## Provided text:
= List of the oldest buildings in West Virginia =

This article lists the oldest extant buildings in West Virginia, including extant buildings and structures constructed prior to and during the United States rule over West Virginia. Only buildings built prior to 1800 are suitable for inclusion on this list, or the building must be the oldest of its type.

In order to qualify for the list, a structure must:
- be a recognizable building (defined as any human-made structure used or intended for supporting or sheltering any use or continuous occupancy);
- incorporate features of building work from the claimed date to at least 1.5 m in height and/or be a listed building.

## Data lines:

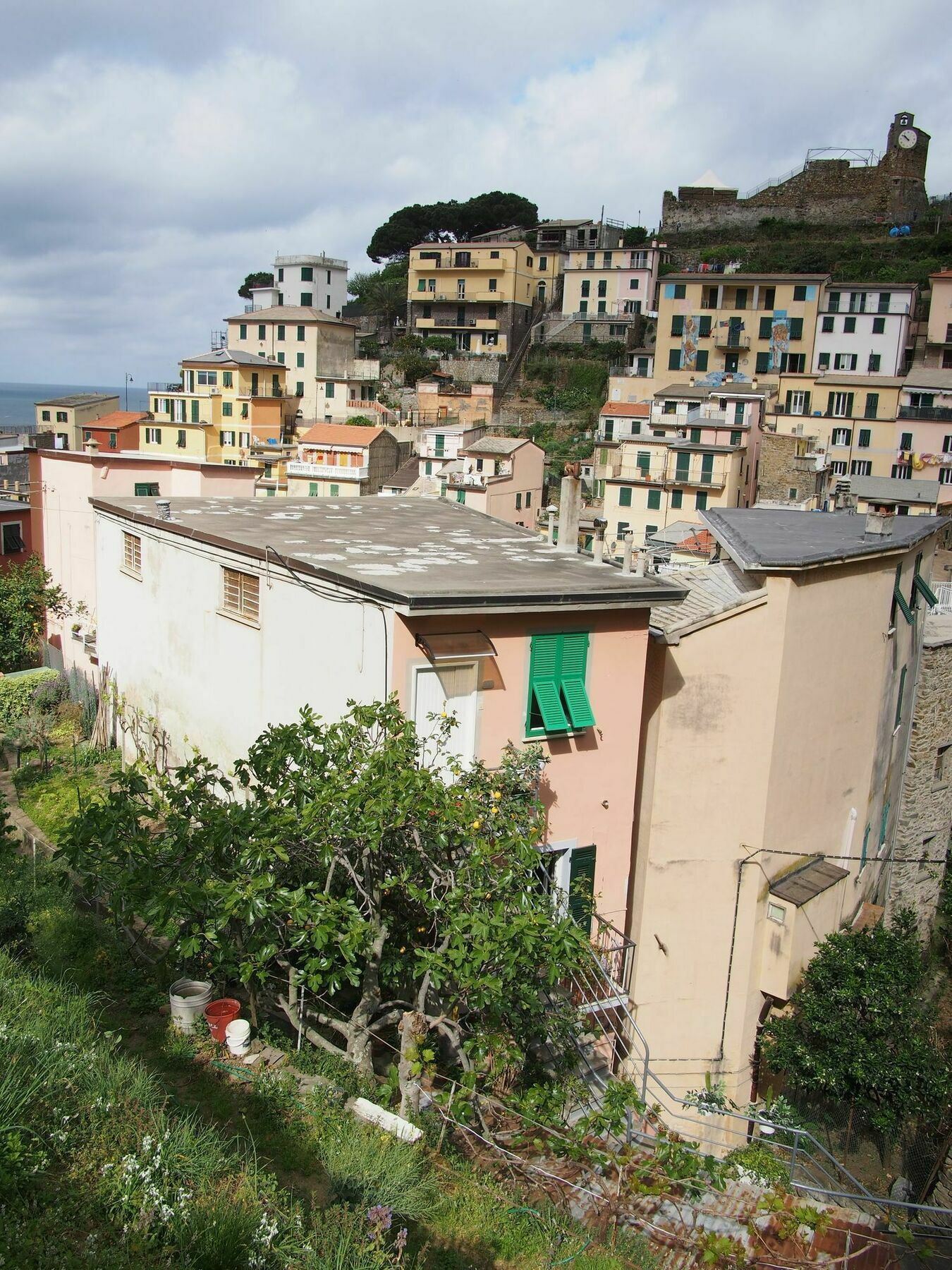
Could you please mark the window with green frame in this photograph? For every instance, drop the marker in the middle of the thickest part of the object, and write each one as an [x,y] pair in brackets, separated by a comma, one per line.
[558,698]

## Written instruction:
Update the West Virginia buildings text, everything from "In order to" down to "a listed building.", so that "identifiable" stands in place of "recognizable".

## Result of this task:
In order to qualify for the list, a structure must:
- be a identifiable building (defined as any human-made structure used or intended for supporting or sheltering any use or continuous occupancy);
- incorporate features of building work from the claimed date to at least 1.5 m in height and/or be a listed building.